- _Requirement_
Return each of the entries below verbatim, omitting the pictures.

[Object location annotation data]
===
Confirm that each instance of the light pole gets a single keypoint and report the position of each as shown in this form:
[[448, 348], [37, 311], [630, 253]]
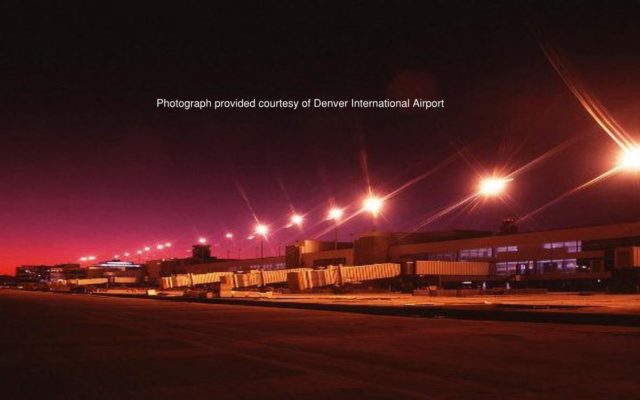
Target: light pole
[[335, 214], [229, 237], [262, 231], [373, 205]]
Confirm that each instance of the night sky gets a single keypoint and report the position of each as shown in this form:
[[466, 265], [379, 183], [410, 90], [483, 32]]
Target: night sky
[[91, 167]]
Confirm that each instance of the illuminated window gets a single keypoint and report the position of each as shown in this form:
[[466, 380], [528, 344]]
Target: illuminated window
[[506, 249], [485, 252], [573, 246]]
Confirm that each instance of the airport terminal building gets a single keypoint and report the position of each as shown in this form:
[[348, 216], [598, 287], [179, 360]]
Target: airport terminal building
[[563, 258]]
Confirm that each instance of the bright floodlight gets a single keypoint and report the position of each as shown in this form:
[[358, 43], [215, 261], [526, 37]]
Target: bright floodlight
[[262, 230], [372, 205], [336, 213], [630, 159], [297, 219], [493, 186]]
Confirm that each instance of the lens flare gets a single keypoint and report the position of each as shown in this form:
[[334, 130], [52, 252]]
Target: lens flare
[[373, 205], [493, 186], [630, 159]]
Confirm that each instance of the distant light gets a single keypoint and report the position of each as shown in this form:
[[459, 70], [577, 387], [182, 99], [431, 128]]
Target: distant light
[[493, 186], [335, 213], [262, 230], [630, 159], [297, 219], [373, 205]]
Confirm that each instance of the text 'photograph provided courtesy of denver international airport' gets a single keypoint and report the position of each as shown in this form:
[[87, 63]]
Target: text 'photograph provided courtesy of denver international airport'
[[320, 200]]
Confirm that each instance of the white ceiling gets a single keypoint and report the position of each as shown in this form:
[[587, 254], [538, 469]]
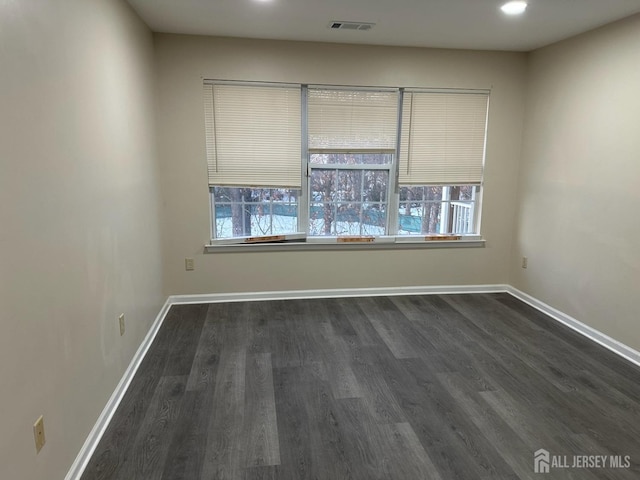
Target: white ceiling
[[468, 24]]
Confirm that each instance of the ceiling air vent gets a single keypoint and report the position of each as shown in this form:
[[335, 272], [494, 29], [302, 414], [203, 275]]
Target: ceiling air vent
[[362, 26]]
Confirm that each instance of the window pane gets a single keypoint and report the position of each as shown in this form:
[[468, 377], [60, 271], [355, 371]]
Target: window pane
[[348, 202], [430, 210], [351, 158], [248, 211]]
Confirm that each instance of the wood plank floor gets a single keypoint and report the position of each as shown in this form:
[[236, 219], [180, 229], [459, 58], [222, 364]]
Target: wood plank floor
[[409, 387]]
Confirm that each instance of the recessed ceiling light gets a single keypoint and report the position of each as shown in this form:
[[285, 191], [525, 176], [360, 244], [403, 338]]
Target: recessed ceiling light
[[516, 7]]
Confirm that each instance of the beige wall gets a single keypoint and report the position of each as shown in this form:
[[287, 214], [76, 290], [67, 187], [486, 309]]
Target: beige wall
[[79, 220], [182, 63], [579, 209]]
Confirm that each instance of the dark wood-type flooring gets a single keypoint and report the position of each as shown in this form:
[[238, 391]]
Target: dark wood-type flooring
[[409, 387]]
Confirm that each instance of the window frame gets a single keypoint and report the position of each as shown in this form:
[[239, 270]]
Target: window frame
[[302, 239]]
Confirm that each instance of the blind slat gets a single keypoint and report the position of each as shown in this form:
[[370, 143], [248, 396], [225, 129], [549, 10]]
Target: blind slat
[[443, 138], [352, 119], [253, 135]]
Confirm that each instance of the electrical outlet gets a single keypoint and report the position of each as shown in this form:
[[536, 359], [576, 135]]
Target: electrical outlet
[[38, 433]]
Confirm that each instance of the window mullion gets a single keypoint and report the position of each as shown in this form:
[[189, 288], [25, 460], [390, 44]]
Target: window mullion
[[303, 202]]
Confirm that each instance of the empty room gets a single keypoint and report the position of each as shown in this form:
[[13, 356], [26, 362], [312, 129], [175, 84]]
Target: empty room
[[297, 239]]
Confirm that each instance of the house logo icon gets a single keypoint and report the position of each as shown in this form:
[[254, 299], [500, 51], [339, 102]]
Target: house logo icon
[[541, 461]]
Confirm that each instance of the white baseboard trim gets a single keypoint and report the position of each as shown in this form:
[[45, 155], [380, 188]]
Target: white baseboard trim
[[90, 444], [334, 293], [591, 333], [81, 461]]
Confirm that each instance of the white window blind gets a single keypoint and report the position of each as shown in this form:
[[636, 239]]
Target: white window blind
[[253, 135], [443, 138], [342, 120]]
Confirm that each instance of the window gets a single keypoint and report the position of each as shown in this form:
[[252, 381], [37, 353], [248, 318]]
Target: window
[[316, 162], [249, 212], [433, 210], [349, 194], [253, 156]]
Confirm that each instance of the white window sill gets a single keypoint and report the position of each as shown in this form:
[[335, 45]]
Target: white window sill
[[331, 244]]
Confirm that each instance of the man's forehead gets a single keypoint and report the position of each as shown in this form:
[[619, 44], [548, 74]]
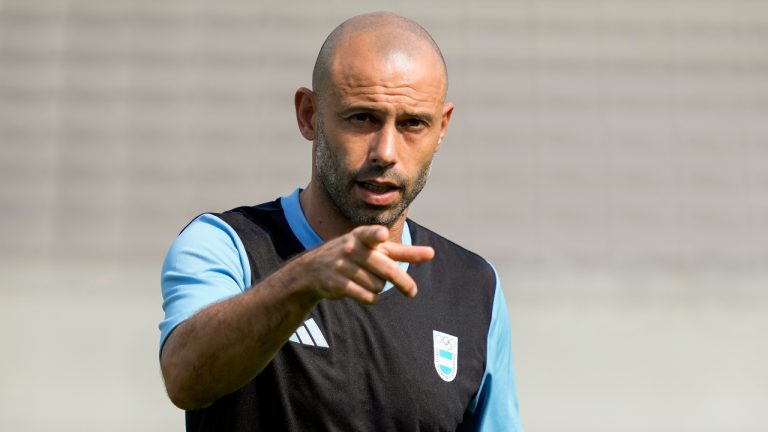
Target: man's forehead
[[357, 66]]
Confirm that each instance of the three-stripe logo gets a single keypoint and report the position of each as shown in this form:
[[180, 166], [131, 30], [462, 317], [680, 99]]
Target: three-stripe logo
[[309, 334]]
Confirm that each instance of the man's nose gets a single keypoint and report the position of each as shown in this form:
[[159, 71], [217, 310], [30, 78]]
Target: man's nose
[[384, 147]]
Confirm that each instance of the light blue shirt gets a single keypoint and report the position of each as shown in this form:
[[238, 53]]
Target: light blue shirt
[[207, 263]]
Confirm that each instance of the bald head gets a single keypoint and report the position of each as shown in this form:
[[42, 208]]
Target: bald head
[[385, 36]]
===
- _The output_
Confirm that each instance of the light pole gets a single keypoint and report the position of each as shown in this form:
[[448, 348], [37, 311], [630, 253]]
Target: light pole
[[335, 214], [229, 237], [262, 231], [373, 205]]
Confirm that each instance of the night sky gets a single keypoint and report the position of each as shown in this form:
[[466, 265], [379, 183], [410, 90], [483, 32]]
Target: night sky
[[91, 167]]
Confirm that each instance of the illuminated window gets a single keypoint and report the position of each as shown in this form:
[[466, 380], [528, 344]]
Target: illuminated window
[[506, 249], [485, 252], [573, 246]]
Confirm that each instance of the airport terminal building gets a single keypoint and report the position of each as shown in this form:
[[348, 216], [598, 287], [179, 360]]
Target: airport terminal building
[[563, 258]]
Confirm that each instance of the bright floodlight gets a single keypoint and report the position of each as shown in this form:
[[358, 43], [215, 261], [526, 37]]
Target: bright floodlight
[[262, 230], [372, 205], [336, 213], [630, 159], [297, 219], [493, 186]]
Confirm that each instance of the lens flare gets a single keypoint and report the position of each as shown in this form:
[[334, 130], [52, 252]]
Target: lens flare
[[373, 205], [493, 186], [630, 159]]
Confirm that each instance of the distant light gets a single keypoint and report the position of each as shown in this form:
[[459, 70], [577, 387], [182, 99], [431, 128]]
Target: distant light
[[493, 186], [335, 213], [262, 230], [630, 159], [297, 219], [373, 205]]
Confirm that each instance of the text 'photograph provided courtesy of denver international airport' gets a single keypoint and report the position of each as shown in this form:
[[87, 63]]
Target: text 'photograph provided courtesy of denver international airport'
[[320, 200]]
Confirm that each instance of the white ceiling gets a single keypoint and report the position of each as shown in this form:
[[587, 254], [538, 469]]
Target: white ceiling
[[468, 24]]
Confirm that each instance of the ceiling air vent gets a single keypoint and report the position of each as shown in this form:
[[335, 272], [494, 29], [302, 414], [203, 275]]
Target: ceiling air vent
[[362, 26]]
Confirm that each instance of the window pane gets a single keypoint and report the position of each as shown in this form:
[[468, 377], [60, 271], [355, 371]]
Target: window pane
[[348, 202], [430, 210], [351, 158], [248, 211]]
Confirm that each instance of the wood plank floor gets a single keypoint and report the position of each as shown in this form:
[[236, 219], [180, 229], [459, 58], [222, 364]]
Target: wood plank floor
[[409, 387]]
Confirm that each instance of the recessed ceiling light gets a single keypoint and report the position of each as shown in this form:
[[285, 191], [525, 176], [360, 244], [403, 338]]
Target: recessed ceiling light
[[516, 7]]
Confirm that each instance of the beige wall gets a single keypoint and report the position of each as shown in this form:
[[287, 214], [76, 290], [67, 187], [486, 309]]
Target: beige wall
[[79, 220], [182, 63], [579, 209]]
Confirm that each instance of the dark wood-type flooring gets a single keypoint and report the position of each as shown in this form:
[[238, 391]]
Target: dark wood-type flooring
[[409, 387]]
Confirm that each instance of the window frame gets a single keypoint and report the position of each as shown in this form:
[[239, 270]]
Target: window frame
[[302, 239]]
Confirm that each instance of the blind slat gets a single keypoint and report the position of each as shown in this form:
[[370, 143], [248, 396], [225, 129], [549, 10]]
Target: blind slat
[[443, 138], [352, 119], [253, 135]]
Confirm that each instance of the electrical outlet gets a single keypoint and report the position of each as shown in this form:
[[536, 359], [576, 135]]
Target: electrical outlet
[[38, 433]]
Confirm that each instance of the window mullion gets a single keypoint and report the position of each as shown in this form:
[[189, 288], [25, 460], [390, 44]]
Target: window mullion
[[303, 202]]
Confirm that each instance of the empty room gets a single keypoint and report the position of each as shown in this form:
[[13, 356], [26, 362], [312, 129], [175, 84]]
Target: empty room
[[297, 239]]
Confirm that each instance of the house logo icon gets a single keypoint and report the position of each as shown in this form:
[[254, 299], [500, 51], [339, 102]]
Target: house logo icon
[[541, 461]]
Confirm that each instance of the white baseboard trim gets a single keypoint and report the position of each as shown in this form:
[[45, 155], [380, 188]]
Target: white baseboard trim
[[90, 444], [334, 293], [591, 333], [81, 461]]
Confirm that each instance of the white window blind gets a single keypoint and report the position of each as shown in this form:
[[636, 239]]
Target: white window blind
[[253, 135], [443, 138], [342, 120]]
Confirm that each instance of the window gets a single keypoint and report the position of each as shown in this form:
[[252, 381], [37, 353], [248, 318]]
Target: window
[[316, 162], [249, 212], [433, 210], [349, 194], [253, 156]]
Confirm that each instance of the white window sill gets a single keypoint and report the position of each as shown in this form:
[[335, 45]]
Target: white window sill
[[331, 244]]
Confirm that each instance of the man's forehead gets a single keypoint and report the position of each as shown in this form:
[[619, 44], [548, 74]]
Target: man's forehead
[[357, 66]]
Confirm that each instance of the three-stripe logo gets a single keypoint and report the position of each as shown in this form:
[[180, 166], [131, 30], [462, 317], [680, 99]]
Target: three-stripe logo
[[309, 334]]
Confirm that each instance of the man's nose gets a single keypoint and report the position of each as shown in this form:
[[159, 71], [217, 310], [30, 78]]
Target: man's nose
[[384, 147]]
Confirm that each instance of the light blue shirt gets a single keypoint and report the position of each as shown in this form:
[[238, 53]]
Target: light blue shirt
[[207, 263]]
Confirm that each instance of the bald head gets a single keypoint and report the position of each as shown in this form:
[[42, 208]]
Target: bald head
[[385, 36]]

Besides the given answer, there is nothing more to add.